━━ Estratto del testo ━━

La responsabilità extracontrattuale dei provider - 2

di Giuseppe Cassano e Iacopo Pietro Cimino - 19.02.04

 
Considerazioni a margine della prima relazione della Commissione UE in merito all'applicazione della direttiva n. 31/2000*

Prima parte

Nella sostanza, dunque, il «meccanismo» di responsabilità operante ai sensi della direttiva è basato sul presupposto della cosiddetta conoscenza del fatto e mancata attivazione. Per cui se qualcuno «segnala» ad un hosting provider la presenza di un contenuto asseritamente illegale ospitato in Internet per conto di un cliente, quel provider diviene - per ciò solo - corresponsabile nell'eventuale illecito realizzato dal proprio avventore qualora non provveda immediatamente a rimuovere detto contenuto dalla Rete.

Come già abbiamo avuto modo di affermare il provider, così operando (e cioè, oscurando le informazioni diffuse on line dal proprio cliente), si rende tuttavia potenzialmente inadempiente (ex art. 1218 c.c.) nei riguardi del proprio predetto avventore, per il caso in cui il contenuto rimosso dalla Rete si dovesse rivelare, in seguito, lecito ed assolutamente inoffensivo.
Tralasciando le considerazioni di carattere teorico-dogmatico sulla imputabilità del provider per atti compiuti dai propri clienti, tutto ruota allora attorno al concetto di notification.

Così l'art. 16 del DLgs 70/2003 dispone che il provider è ritenuto responsabile degli illeciti qualora: "a) non sia effettivamente a conoscenza del fatto che l'attività o l'informazione è illecita e, per quanto attiene ad azioni risarcitorie, non sia al corrente di fatti o di circostanze che rendono manifesta l'illiceità dell'attività o dell'informazione; b) non appena a conoscenza di tali fatti, su comunicazione delle autorità competenti, agisca immediatamente per rimuovere le informazioni o per disabilitarne l'accesso".

Il problema è «scottante» per l'interprete, tenuto conto che, come già abbiamo avuto modo di affermare e come oggi confermato anche dalla Commissione UE nella relazione sulla attuazione della direttiva 31/2000/CE, in assenza di una regolamentazione ad hoc è sufficiente a «far scattare» la corresponsabilità del provider (assieme a quella principale del proprio avventore) una «qualsiasi» comunicazione (anche magari una semplice e-mail) inviata dal soggetto che si presume leso. Dal che ne deriva consequenzialmente l'obbligo giuridico del provider di rimuovere il contenuto immesso on line dal proprio cliente, ad ogni (verosimile) segnalazione di illecito pervenutagli.

Da una parte, dunque, il provider ha l'obbligo giuridico di attivarsi al fine di impedire il perpetrarsi di violazioni commesse on line dai propri clienti mediante la porzione di server loro concessa. D'altra (come già detto), è tenuto a valutare attentamente l'attendibilità delle notification che gli perverranno, se non vorrà rendersi contrattualmente inadempiente nei riguardi del proprio cliente per l'ipotesi in cui il contenuto rimosso dalla Rete si riveli affatto illecito o illegittimamente utilizzato.

━━━

■ Attività da svolgere ■
1 > Riscrivi in forma di elenco puntato il paragrafo del testo sulla responsabilità dei provider che comincia con "Da una parte, dunque, il provider", conservandone i fatti principali.
2 > Scrivi il seguito del testo sulla responsabilità dei provider, partendo subito dopo la sua ultima frase.
I record riportati qui non servono per lo svolgimento.

━━ Estratti dei record ━━

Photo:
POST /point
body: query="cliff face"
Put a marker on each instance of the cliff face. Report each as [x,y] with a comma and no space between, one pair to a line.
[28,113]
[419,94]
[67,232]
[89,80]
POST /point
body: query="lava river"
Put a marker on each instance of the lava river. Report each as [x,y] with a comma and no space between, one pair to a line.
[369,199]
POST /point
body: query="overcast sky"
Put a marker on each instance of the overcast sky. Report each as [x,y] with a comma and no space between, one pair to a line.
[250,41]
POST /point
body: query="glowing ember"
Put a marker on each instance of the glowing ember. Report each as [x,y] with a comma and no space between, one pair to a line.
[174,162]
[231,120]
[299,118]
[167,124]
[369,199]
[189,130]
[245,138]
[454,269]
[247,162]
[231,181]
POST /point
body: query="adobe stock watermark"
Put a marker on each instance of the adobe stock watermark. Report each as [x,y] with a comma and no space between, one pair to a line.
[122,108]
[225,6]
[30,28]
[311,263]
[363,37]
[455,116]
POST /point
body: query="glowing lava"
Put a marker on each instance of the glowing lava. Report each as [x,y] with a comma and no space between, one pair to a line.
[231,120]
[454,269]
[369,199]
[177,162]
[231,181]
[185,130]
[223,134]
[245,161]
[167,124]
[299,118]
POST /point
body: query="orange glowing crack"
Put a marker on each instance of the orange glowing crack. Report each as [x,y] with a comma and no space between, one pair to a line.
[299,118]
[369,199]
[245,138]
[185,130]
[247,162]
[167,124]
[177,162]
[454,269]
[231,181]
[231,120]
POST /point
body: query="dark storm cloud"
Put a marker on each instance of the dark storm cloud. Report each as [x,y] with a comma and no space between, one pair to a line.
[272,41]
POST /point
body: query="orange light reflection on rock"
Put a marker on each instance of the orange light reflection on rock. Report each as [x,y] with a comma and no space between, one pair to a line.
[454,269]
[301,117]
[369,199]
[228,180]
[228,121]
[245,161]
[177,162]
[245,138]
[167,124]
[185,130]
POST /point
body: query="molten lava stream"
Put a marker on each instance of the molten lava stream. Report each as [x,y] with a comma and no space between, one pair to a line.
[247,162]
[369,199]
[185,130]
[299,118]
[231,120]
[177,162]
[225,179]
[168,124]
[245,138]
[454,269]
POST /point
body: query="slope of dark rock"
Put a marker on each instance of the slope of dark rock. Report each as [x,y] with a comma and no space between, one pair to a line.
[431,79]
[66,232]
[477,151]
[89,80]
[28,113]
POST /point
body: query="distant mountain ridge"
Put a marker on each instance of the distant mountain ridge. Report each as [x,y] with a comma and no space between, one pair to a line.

━━━

■ Risposte attese ■
1 >
- Il provider ha l'obbligo giuridico di attivarsi per impedire le violazioni commesse on line dai propri clienti tramite la porzione di server loro concessa.
- Deve inoltre valutare con attenzione l'attendibilità delle notification che riceve.
- In caso contrario rischia di risultare contrattualmente inadempiente verso il proprio cliente, se il contenuto rimosso dalla Rete si rivela lecito o non utilizzato in modo illegittimo.

2 >
La situazione del provider è inoltre aggravata dalla assenza nel DLgs 70/2003 di una disposizione analoga a quella contenuta, ad esempio, nella normativa statunitense, laddove si dispone che, nell'ipotesi di cui sopra, sarà il soggetto che ha inviato la notification ad essere direttamente tenuto a risarcire il cliente per l'inadempimento contrattuale del provider.

Il problema costituito dalle notification è tanto sentito, anche nell'ambito comunitario, che nella precitata prima relazione sulla attuazione della direttiva 31/2000 è dedicato all'argomento un intero paragrafo.
La prima considerazione che muove l'estensore della relazione è che al momento di adottare la direttiva si decise, in seno all'Unione, di non disciplinare le procedure di «notifica e rimozione», limitandosi solamente l'articolo 16 della direttiva ed il considerando n. 40 ad incoraggiare l'autoregolamentazione in questo campo.
Tale impostazione è stata (purtroppo) acriticamente seguita anche dagli Stati membri, al momento di recepire la direttiva nelle rispettive legislazioni.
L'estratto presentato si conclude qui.